● What you will do
Type out the full set of entries again, unchanged.

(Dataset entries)
※ ※ ※
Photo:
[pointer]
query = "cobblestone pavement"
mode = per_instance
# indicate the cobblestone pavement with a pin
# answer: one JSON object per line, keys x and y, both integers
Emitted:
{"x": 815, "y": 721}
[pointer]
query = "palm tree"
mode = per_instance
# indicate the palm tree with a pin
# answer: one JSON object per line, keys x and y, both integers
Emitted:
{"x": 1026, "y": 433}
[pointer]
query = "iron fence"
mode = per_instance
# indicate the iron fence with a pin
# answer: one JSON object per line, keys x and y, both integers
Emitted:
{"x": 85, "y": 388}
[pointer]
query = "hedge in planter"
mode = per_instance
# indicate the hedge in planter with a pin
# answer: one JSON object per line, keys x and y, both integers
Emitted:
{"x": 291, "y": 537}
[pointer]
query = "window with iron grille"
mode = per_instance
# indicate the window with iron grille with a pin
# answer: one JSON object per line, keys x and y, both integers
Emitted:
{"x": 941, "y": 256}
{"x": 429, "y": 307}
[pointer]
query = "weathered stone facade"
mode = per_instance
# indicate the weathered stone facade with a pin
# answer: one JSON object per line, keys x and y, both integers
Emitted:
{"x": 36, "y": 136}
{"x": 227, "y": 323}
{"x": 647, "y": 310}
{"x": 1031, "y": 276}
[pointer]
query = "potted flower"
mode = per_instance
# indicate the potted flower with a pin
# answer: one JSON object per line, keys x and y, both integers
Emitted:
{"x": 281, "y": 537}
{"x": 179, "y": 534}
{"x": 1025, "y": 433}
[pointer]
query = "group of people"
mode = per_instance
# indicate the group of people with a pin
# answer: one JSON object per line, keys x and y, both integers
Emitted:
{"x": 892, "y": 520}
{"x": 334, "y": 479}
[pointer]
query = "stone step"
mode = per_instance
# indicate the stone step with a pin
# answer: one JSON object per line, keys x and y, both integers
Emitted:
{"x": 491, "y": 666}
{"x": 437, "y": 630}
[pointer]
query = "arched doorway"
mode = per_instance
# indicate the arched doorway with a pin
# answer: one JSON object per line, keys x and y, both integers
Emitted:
※ ※ ※
● Response to this task
Photo:
[pointer]
query = "cobblestone pavement"
mode = per_instance
# indicate the cobblestone pavement with a pin
# answer: one JSON object per line, keys x and y, both integers
Emitted:
{"x": 815, "y": 721}
[pointer]
query = "palm tree"
mode = per_instance
# indicate the palm tree with a pin
# answer: one JSON object per line, keys x and y, both integers
Emitted:
{"x": 1026, "y": 433}
[pointer]
query = "iron fence"
mode = per_instance
# indicate the iron fence with a pin
# answer: one JSON object per line, keys x and y, both integers
Emitted:
{"x": 85, "y": 388}
[pointer]
query = "hedge in planter"
mode = per_instance
# indicate the hedge in planter with a pin
# answer: one JSON object per line, keys x and y, both integers
Emitted:
{"x": 291, "y": 537}
[pointer]
query = "window with iron grille"
mode = per_instance
# indicate the window with iron grille with a pin
# answer: one JSON object per line, keys x and y, both integers
Emitted:
{"x": 941, "y": 256}
{"x": 429, "y": 307}
[pointer]
query = "weathered stone facade"
mode = per_instance
# indicate the weathered stone facade with a pin
# answer: one JSON object per line, keys x and y, both integers
Emitted:
{"x": 36, "y": 136}
{"x": 227, "y": 323}
{"x": 647, "y": 310}
{"x": 1031, "y": 276}
[pointer]
query = "potted flower"
mode = per_instance
# indicate the potted flower with a pin
# answer: one JSON object per line, keys x and y, both integers
Emitted:
{"x": 281, "y": 537}
{"x": 179, "y": 534}
{"x": 1025, "y": 433}
[pointer]
query = "group of people"
mode = per_instance
# indicate the group of people with a pin
# answer: one JSON object per line, keys x and y, both integers
Emitted:
{"x": 892, "y": 520}
{"x": 334, "y": 479}
[pointer]
query = "stone step"
mode = per_instance
# indicate the stone step with a pin
# answer: one JSON object per line, keys x and y, both integers
Emitted:
{"x": 491, "y": 666}
{"x": 437, "y": 630}
[pointer]
query = "arched doorway"
mode = per_instance
# indicate the arched doorway with a pin
# answer: one JSON object per line, keys x and y, both integers
Emitted:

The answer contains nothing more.